* TASK DIRECTIONS: A faithful transcription of all the data, images excluded, is the required answer.

* AVAILABLE DATA:
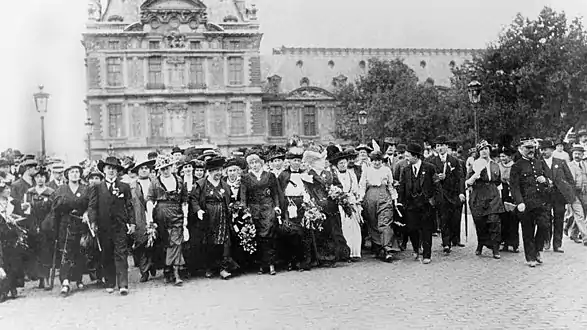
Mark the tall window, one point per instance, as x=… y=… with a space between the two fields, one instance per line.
x=235 y=71
x=114 y=45
x=237 y=119
x=115 y=129
x=155 y=73
x=310 y=121
x=197 y=79
x=276 y=121
x=114 y=71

* RESULT OF THIS EXERCISE:
Mark the tall window, one point per instance, as x=… y=… with a space between the two fields, one instance per line.
x=235 y=71
x=114 y=45
x=237 y=119
x=115 y=129
x=155 y=73
x=310 y=121
x=197 y=79
x=276 y=121
x=114 y=71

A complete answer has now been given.